*Source extract*:
——
Dickinson has confirmed that “Year Two” of The Mandrake Project is officially in development, expanding the graphic novel saga he launched through Z2 Comics. The announcement comes as the first year of the series continues to find its audience — a supernatural spy thriller built around a former secret agent who discovers he may be more than human, drawn with the kind of dark, cinematic energy that fits its creator’s personality perfectly.

What ‘The Mandrake Project’ Actually Is

The Mandrake Project isn’t a vanity project, and anyone who’s cracked the first issues knows it. The story follows Dr. Necropolis, a mysterious figure with ties to Cold War-era human experimentation, and the supernatural fallout that emerges decades later. It’s dense, it’s dark, and it’s built with the attention to world-building that you’d expect from someone who wrote Maiden’s The Wicker Man and spent decades crafting stage shows that rival Broadway productions in ambition.

Dickinson has spoken in interviews about developing the story for years before it found a home at Z2 — a publisher that has made a name for itself connecting rock and metal artists with the graphic novel format, with previous collaborations involving Pantera, Ghost, and others. The fit makes sense. Comics have always been part of the DNA of heavy metal culture, from the artwork of Iron Maiden’s Eddie to the theatrical mythology that bands like Maiden have built over five decades. Dickinson is just making that connection explicit and diving in headfirst.

Why Year Two Is Worth Getting Excited About

The announcement of a second year signals something important: the project is working. Publishing houses don’t greenlight expansions on vanity projects. If Z2 and Dickinson are moving forward, it’s because the first chapter built a readership that wants more. That’s a legitimate creative achievement, separate from Dickinson’s music career and standing entirely on its own merits.
——
*Source data*:
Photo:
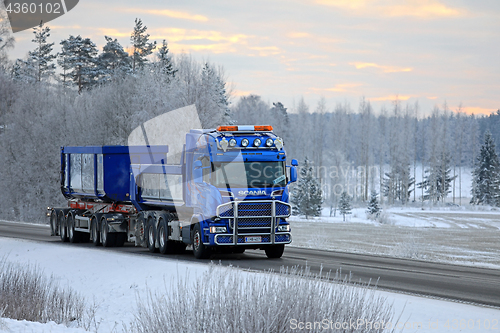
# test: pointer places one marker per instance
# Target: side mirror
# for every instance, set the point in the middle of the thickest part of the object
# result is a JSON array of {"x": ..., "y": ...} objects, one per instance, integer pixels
[
  {"x": 198, "y": 172},
  {"x": 293, "y": 174}
]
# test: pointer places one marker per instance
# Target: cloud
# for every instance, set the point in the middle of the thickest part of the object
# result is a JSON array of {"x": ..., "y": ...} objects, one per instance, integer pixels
[
  {"x": 386, "y": 69},
  {"x": 478, "y": 110},
  {"x": 343, "y": 87},
  {"x": 298, "y": 34},
  {"x": 166, "y": 12},
  {"x": 423, "y": 9},
  {"x": 264, "y": 51},
  {"x": 391, "y": 98}
]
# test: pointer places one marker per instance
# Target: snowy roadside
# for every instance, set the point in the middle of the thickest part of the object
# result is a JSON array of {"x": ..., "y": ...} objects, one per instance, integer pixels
[
  {"x": 113, "y": 281},
  {"x": 464, "y": 237}
]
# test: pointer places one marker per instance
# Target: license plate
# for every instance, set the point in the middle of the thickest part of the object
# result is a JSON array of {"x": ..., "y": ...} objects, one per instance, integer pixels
[{"x": 255, "y": 239}]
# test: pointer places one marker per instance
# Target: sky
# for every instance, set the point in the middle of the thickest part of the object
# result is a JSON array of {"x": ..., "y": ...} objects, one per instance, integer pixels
[{"x": 427, "y": 51}]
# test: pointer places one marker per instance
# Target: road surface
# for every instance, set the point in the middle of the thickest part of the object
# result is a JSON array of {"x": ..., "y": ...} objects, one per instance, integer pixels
[{"x": 460, "y": 283}]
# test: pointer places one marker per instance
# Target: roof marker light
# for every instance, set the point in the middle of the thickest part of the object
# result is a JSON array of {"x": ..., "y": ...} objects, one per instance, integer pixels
[{"x": 257, "y": 128}]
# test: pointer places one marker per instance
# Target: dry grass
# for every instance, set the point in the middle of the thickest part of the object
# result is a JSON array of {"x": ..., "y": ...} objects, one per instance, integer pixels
[
  {"x": 224, "y": 300},
  {"x": 26, "y": 294}
]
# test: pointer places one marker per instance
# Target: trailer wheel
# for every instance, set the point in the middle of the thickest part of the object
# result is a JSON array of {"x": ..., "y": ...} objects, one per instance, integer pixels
[
  {"x": 151, "y": 235},
  {"x": 62, "y": 227},
  {"x": 200, "y": 251},
  {"x": 72, "y": 234},
  {"x": 163, "y": 237},
  {"x": 140, "y": 231},
  {"x": 96, "y": 239},
  {"x": 275, "y": 251},
  {"x": 107, "y": 238},
  {"x": 53, "y": 223}
]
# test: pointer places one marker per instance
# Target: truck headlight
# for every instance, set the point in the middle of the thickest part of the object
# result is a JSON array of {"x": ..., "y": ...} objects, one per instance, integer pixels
[
  {"x": 217, "y": 230},
  {"x": 284, "y": 228}
]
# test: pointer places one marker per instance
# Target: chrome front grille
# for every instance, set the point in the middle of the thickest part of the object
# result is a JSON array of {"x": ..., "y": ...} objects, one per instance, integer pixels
[{"x": 246, "y": 217}]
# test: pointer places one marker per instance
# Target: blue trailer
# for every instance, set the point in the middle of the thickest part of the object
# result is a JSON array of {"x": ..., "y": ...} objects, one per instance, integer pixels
[{"x": 228, "y": 191}]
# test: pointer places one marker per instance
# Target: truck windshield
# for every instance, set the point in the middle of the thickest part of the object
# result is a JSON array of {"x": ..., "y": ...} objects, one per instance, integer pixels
[{"x": 258, "y": 174}]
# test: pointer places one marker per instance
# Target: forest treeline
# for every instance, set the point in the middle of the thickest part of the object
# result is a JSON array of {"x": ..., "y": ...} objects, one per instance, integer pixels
[{"x": 85, "y": 96}]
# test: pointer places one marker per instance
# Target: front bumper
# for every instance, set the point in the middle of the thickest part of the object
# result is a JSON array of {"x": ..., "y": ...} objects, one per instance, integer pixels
[
  {"x": 253, "y": 222},
  {"x": 250, "y": 239}
]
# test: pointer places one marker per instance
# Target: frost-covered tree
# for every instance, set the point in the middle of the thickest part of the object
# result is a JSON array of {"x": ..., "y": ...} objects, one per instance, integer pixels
[
  {"x": 23, "y": 71},
  {"x": 42, "y": 58},
  {"x": 79, "y": 59},
  {"x": 373, "y": 210},
  {"x": 307, "y": 196},
  {"x": 486, "y": 175},
  {"x": 113, "y": 60},
  {"x": 437, "y": 180},
  {"x": 345, "y": 204},
  {"x": 165, "y": 64},
  {"x": 6, "y": 39},
  {"x": 397, "y": 184},
  {"x": 141, "y": 45}
]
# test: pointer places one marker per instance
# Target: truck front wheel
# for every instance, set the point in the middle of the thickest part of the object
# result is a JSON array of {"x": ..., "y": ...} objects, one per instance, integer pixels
[
  {"x": 275, "y": 251},
  {"x": 151, "y": 235},
  {"x": 53, "y": 223},
  {"x": 107, "y": 238},
  {"x": 200, "y": 251},
  {"x": 72, "y": 234},
  {"x": 95, "y": 232},
  {"x": 62, "y": 227}
]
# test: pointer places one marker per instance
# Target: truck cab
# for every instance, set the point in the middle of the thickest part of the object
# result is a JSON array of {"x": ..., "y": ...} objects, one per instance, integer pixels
[{"x": 240, "y": 189}]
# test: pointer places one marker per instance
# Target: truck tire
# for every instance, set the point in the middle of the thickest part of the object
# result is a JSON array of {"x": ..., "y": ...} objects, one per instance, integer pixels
[
  {"x": 140, "y": 231},
  {"x": 163, "y": 242},
  {"x": 94, "y": 229},
  {"x": 54, "y": 230},
  {"x": 73, "y": 236},
  {"x": 151, "y": 234},
  {"x": 200, "y": 250},
  {"x": 107, "y": 238},
  {"x": 62, "y": 227},
  {"x": 275, "y": 251},
  {"x": 121, "y": 238}
]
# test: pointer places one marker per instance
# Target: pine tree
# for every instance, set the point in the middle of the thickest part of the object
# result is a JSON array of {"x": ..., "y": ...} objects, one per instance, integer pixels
[
  {"x": 373, "y": 210},
  {"x": 486, "y": 175},
  {"x": 214, "y": 89},
  {"x": 307, "y": 196},
  {"x": 79, "y": 58},
  {"x": 165, "y": 65},
  {"x": 437, "y": 180},
  {"x": 397, "y": 184},
  {"x": 142, "y": 46},
  {"x": 63, "y": 62},
  {"x": 23, "y": 71},
  {"x": 113, "y": 60},
  {"x": 41, "y": 58},
  {"x": 345, "y": 204}
]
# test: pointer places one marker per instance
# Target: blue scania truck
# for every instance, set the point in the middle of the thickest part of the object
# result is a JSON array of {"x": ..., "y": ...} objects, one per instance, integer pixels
[{"x": 227, "y": 192}]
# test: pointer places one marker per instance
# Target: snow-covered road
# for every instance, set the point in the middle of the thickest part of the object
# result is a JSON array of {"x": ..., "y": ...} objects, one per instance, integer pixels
[{"x": 113, "y": 281}]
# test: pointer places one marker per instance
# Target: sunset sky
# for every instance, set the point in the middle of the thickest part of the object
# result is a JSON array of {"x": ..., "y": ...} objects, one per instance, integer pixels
[{"x": 430, "y": 51}]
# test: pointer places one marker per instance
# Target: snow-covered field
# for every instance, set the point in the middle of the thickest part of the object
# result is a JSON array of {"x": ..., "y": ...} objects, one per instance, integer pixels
[
  {"x": 113, "y": 281},
  {"x": 448, "y": 234}
]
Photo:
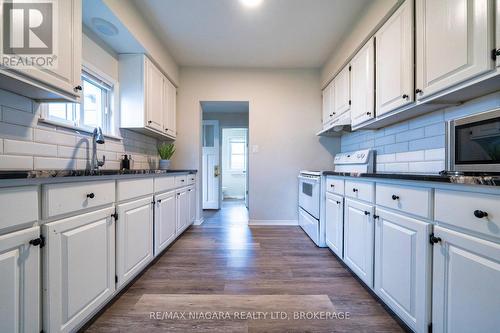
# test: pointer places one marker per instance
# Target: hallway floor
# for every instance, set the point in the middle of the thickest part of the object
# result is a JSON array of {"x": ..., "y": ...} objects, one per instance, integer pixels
[{"x": 225, "y": 276}]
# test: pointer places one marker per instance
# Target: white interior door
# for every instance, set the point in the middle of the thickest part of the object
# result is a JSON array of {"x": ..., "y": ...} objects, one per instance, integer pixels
[{"x": 211, "y": 164}]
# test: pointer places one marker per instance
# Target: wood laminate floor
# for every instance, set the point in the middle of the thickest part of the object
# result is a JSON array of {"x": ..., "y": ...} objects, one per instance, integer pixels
[{"x": 225, "y": 276}]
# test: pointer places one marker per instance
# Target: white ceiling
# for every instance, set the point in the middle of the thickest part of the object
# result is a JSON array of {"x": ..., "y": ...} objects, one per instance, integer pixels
[
  {"x": 278, "y": 34},
  {"x": 225, "y": 107}
]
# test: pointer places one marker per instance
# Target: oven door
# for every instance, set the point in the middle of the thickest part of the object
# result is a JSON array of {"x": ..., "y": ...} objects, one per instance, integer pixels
[
  {"x": 309, "y": 195},
  {"x": 474, "y": 143}
]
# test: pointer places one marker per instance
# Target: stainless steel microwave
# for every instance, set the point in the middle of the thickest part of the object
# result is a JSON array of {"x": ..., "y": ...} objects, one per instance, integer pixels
[{"x": 473, "y": 143}]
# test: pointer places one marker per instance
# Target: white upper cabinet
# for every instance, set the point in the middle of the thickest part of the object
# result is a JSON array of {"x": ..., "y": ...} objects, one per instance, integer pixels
[
  {"x": 63, "y": 81},
  {"x": 363, "y": 84},
  {"x": 155, "y": 98},
  {"x": 454, "y": 43},
  {"x": 169, "y": 114},
  {"x": 328, "y": 103},
  {"x": 20, "y": 282},
  {"x": 147, "y": 97},
  {"x": 465, "y": 287},
  {"x": 342, "y": 92},
  {"x": 394, "y": 54}
]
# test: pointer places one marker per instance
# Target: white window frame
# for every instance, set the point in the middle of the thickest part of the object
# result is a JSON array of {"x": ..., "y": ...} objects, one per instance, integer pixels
[{"x": 110, "y": 125}]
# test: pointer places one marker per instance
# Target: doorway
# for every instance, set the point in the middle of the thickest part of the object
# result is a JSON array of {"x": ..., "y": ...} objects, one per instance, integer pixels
[{"x": 224, "y": 141}]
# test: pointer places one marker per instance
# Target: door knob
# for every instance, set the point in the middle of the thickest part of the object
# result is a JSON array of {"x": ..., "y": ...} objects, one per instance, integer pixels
[{"x": 480, "y": 214}]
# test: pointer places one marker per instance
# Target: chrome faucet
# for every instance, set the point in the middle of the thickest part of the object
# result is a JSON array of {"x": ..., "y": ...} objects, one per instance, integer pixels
[{"x": 97, "y": 138}]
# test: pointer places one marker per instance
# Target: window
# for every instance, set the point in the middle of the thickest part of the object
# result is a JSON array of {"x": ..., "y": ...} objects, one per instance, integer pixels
[
  {"x": 237, "y": 154},
  {"x": 94, "y": 109}
]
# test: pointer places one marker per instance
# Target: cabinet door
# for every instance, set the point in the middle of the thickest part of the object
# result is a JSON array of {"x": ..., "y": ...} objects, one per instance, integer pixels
[
  {"x": 20, "y": 282},
  {"x": 454, "y": 42},
  {"x": 154, "y": 97},
  {"x": 192, "y": 205},
  {"x": 394, "y": 54},
  {"x": 170, "y": 107},
  {"x": 402, "y": 267},
  {"x": 328, "y": 103},
  {"x": 465, "y": 287},
  {"x": 358, "y": 239},
  {"x": 165, "y": 220},
  {"x": 79, "y": 268},
  {"x": 66, "y": 76},
  {"x": 363, "y": 84},
  {"x": 182, "y": 203},
  {"x": 342, "y": 92},
  {"x": 334, "y": 209},
  {"x": 134, "y": 238}
]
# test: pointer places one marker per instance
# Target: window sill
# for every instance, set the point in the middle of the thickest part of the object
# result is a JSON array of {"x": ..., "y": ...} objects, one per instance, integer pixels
[{"x": 76, "y": 128}]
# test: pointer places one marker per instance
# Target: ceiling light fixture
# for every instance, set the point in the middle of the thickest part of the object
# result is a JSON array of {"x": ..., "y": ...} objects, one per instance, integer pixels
[{"x": 251, "y": 3}]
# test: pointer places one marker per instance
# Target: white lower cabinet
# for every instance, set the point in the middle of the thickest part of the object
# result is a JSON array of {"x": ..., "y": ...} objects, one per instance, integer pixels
[
  {"x": 358, "y": 239},
  {"x": 465, "y": 283},
  {"x": 334, "y": 214},
  {"x": 192, "y": 204},
  {"x": 134, "y": 238},
  {"x": 165, "y": 221},
  {"x": 402, "y": 267},
  {"x": 182, "y": 204},
  {"x": 78, "y": 268},
  {"x": 20, "y": 282}
]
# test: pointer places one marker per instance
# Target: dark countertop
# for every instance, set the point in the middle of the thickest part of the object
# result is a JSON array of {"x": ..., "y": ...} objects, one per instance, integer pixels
[
  {"x": 40, "y": 174},
  {"x": 467, "y": 179}
]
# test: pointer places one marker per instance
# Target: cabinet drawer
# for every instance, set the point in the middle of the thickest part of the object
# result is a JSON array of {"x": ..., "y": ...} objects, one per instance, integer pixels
[
  {"x": 164, "y": 183},
  {"x": 133, "y": 188},
  {"x": 408, "y": 199},
  {"x": 66, "y": 198},
  {"x": 191, "y": 179},
  {"x": 360, "y": 190},
  {"x": 25, "y": 197},
  {"x": 460, "y": 208},
  {"x": 335, "y": 185},
  {"x": 180, "y": 181}
]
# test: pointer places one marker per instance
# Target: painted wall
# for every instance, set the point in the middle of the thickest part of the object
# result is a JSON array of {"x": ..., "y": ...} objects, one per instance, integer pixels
[
  {"x": 126, "y": 11},
  {"x": 367, "y": 24},
  {"x": 233, "y": 182},
  {"x": 285, "y": 112},
  {"x": 27, "y": 144},
  {"x": 416, "y": 145}
]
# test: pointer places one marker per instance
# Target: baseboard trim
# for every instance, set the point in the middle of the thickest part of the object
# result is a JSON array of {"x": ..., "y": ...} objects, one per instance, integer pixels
[
  {"x": 199, "y": 221},
  {"x": 273, "y": 222}
]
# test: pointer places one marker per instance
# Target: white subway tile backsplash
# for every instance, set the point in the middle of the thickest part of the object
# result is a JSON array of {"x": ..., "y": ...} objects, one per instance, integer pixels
[
  {"x": 410, "y": 156},
  {"x": 435, "y": 154},
  {"x": 396, "y": 167},
  {"x": 53, "y": 137},
  {"x": 47, "y": 163},
  {"x": 16, "y": 117},
  {"x": 11, "y": 162},
  {"x": 385, "y": 158},
  {"x": 14, "y": 147},
  {"x": 426, "y": 167},
  {"x": 27, "y": 143},
  {"x": 16, "y": 132}
]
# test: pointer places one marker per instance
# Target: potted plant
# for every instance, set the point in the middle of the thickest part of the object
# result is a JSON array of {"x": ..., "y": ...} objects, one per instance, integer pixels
[{"x": 166, "y": 150}]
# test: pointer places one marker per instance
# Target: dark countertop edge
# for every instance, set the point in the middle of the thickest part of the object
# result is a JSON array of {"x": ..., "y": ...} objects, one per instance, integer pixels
[
  {"x": 487, "y": 180},
  {"x": 47, "y": 174}
]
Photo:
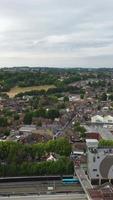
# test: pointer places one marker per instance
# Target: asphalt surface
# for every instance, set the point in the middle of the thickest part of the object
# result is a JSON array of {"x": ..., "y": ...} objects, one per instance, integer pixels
[
  {"x": 48, "y": 197},
  {"x": 38, "y": 187}
]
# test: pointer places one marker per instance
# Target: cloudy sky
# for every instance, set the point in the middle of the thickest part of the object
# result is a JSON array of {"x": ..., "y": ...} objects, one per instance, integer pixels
[{"x": 62, "y": 33}]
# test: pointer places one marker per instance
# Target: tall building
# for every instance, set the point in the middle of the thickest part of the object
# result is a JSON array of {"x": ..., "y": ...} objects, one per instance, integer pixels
[{"x": 100, "y": 162}]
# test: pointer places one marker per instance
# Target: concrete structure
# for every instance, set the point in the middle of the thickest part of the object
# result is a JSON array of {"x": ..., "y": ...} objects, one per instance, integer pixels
[
  {"x": 97, "y": 119},
  {"x": 101, "y": 119},
  {"x": 108, "y": 119},
  {"x": 100, "y": 162}
]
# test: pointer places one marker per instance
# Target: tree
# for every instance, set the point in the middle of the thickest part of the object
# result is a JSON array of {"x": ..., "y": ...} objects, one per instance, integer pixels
[
  {"x": 66, "y": 99},
  {"x": 28, "y": 118},
  {"x": 52, "y": 114}
]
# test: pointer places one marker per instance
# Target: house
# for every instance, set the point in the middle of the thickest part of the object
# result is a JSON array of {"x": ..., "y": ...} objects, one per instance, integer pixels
[
  {"x": 97, "y": 119},
  {"x": 108, "y": 119},
  {"x": 100, "y": 162}
]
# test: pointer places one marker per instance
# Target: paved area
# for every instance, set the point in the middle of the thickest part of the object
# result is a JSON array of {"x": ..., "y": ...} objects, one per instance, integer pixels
[
  {"x": 86, "y": 185},
  {"x": 39, "y": 187},
  {"x": 48, "y": 197}
]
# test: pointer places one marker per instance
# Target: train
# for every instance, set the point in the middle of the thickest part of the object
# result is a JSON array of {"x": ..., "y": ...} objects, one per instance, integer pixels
[
  {"x": 33, "y": 178},
  {"x": 70, "y": 180}
]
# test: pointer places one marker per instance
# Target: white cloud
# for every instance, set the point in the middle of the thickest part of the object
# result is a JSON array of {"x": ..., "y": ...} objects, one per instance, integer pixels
[{"x": 56, "y": 32}]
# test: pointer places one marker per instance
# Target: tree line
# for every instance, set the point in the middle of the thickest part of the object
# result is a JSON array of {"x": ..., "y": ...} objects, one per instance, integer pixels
[{"x": 18, "y": 159}]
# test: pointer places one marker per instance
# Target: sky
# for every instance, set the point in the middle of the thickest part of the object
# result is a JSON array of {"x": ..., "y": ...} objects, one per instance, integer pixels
[{"x": 56, "y": 33}]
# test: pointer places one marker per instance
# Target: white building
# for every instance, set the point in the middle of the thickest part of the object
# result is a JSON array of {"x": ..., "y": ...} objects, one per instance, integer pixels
[
  {"x": 100, "y": 162},
  {"x": 100, "y": 119},
  {"x": 97, "y": 119},
  {"x": 108, "y": 119}
]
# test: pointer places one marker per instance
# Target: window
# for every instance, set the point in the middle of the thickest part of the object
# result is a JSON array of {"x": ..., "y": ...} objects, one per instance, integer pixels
[
  {"x": 94, "y": 159},
  {"x": 98, "y": 157},
  {"x": 94, "y": 170}
]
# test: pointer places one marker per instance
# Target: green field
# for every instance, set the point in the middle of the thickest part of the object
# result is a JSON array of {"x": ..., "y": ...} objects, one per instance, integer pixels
[{"x": 16, "y": 90}]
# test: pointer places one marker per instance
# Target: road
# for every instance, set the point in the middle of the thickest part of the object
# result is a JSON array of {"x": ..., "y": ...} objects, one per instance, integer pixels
[{"x": 48, "y": 197}]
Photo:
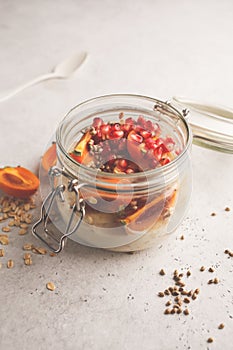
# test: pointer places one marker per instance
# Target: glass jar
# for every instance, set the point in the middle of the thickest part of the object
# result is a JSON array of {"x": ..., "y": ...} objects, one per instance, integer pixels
[{"x": 90, "y": 206}]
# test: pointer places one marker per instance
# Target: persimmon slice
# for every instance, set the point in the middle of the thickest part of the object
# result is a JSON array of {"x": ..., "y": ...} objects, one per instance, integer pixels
[{"x": 18, "y": 182}]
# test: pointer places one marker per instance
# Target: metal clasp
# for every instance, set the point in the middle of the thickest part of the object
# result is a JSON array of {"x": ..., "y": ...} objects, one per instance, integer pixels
[{"x": 54, "y": 239}]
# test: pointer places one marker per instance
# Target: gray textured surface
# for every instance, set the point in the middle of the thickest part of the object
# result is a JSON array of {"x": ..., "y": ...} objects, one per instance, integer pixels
[{"x": 105, "y": 300}]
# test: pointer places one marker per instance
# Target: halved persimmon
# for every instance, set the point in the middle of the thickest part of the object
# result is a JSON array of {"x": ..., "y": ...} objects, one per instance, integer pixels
[{"x": 18, "y": 182}]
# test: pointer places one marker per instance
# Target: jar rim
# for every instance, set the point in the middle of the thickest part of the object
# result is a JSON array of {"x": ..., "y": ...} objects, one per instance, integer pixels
[{"x": 157, "y": 171}]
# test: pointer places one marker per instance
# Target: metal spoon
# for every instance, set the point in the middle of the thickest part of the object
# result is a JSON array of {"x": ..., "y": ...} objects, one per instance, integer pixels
[{"x": 62, "y": 71}]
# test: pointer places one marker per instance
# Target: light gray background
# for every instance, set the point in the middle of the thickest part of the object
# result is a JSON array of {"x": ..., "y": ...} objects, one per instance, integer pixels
[{"x": 156, "y": 48}]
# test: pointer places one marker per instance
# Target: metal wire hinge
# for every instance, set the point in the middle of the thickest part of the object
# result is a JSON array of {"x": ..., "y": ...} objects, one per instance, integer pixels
[{"x": 53, "y": 238}]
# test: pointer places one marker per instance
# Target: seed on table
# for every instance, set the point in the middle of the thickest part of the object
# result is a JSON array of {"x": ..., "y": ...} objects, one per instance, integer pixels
[
  {"x": 23, "y": 225},
  {"x": 10, "y": 264},
  {"x": 2, "y": 252},
  {"x": 4, "y": 239},
  {"x": 28, "y": 261},
  {"x": 167, "y": 311},
  {"x": 50, "y": 286},
  {"x": 221, "y": 326},
  {"x": 27, "y": 256},
  {"x": 6, "y": 229},
  {"x": 22, "y": 231},
  {"x": 27, "y": 246}
]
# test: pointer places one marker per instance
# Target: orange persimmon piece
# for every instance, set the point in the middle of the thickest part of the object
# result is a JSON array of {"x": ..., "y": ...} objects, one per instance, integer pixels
[
  {"x": 18, "y": 182},
  {"x": 49, "y": 159}
]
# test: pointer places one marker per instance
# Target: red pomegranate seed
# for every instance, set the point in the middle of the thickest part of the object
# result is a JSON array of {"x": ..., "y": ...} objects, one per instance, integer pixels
[
  {"x": 116, "y": 134},
  {"x": 145, "y": 134},
  {"x": 105, "y": 129},
  {"x": 129, "y": 171},
  {"x": 97, "y": 122},
  {"x": 122, "y": 163},
  {"x": 137, "y": 138},
  {"x": 129, "y": 121},
  {"x": 116, "y": 126},
  {"x": 164, "y": 161}
]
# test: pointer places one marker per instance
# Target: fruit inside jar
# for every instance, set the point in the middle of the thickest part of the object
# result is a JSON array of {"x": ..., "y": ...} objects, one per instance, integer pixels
[{"x": 126, "y": 147}]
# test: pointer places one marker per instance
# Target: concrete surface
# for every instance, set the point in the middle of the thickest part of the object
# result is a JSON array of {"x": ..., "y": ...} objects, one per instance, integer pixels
[{"x": 104, "y": 300}]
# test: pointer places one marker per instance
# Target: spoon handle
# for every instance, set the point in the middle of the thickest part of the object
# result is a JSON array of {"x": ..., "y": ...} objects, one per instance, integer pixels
[{"x": 28, "y": 84}]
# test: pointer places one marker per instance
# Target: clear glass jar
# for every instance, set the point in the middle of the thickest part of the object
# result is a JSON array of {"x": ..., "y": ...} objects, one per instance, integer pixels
——
*Instructions*:
(A) Name every band mentioned in the article on Year Two of The Mandrake Project.
(B) Pick up the article on Year Two of The Mandrake Project right after its last sentence and keep it going.

*Activity answers*:
(A) Iron Maiden, Pantera, Ghost

(B)
For Iron Maiden fans who haven’t dipped into The Mandrake Project yet, Year Two being announced is the perfect excuse to go back and catch up from the beginning. The mythology Dickinson is constructing here has the same layered ambition that marks Maiden’s best album cycles — the kind of storytelling that rewards multiple passes and reveals new details with each read.

At 67, Bruce Dickinson is doing more creative heavy lifting than artists half his age. He’s currently out with Iron Maiden on tour, delivering those shrieking highs and commanding stage presence that have made him the benchmark for heavy metal vocalists for over four decades. And in whatever hours aren’t claimed by rehearsals and flights between continents, he’s apparently also building a graphic novel empire. Somewhere, someone half his age is feeling genuinely ashamed of how little they’re accomplishing. Good. That’s the correct response.

Year Two of The Mandrake Project doesn’t yet have a confirmed release window, but the creative machinery is clearly in motion. Watch this space.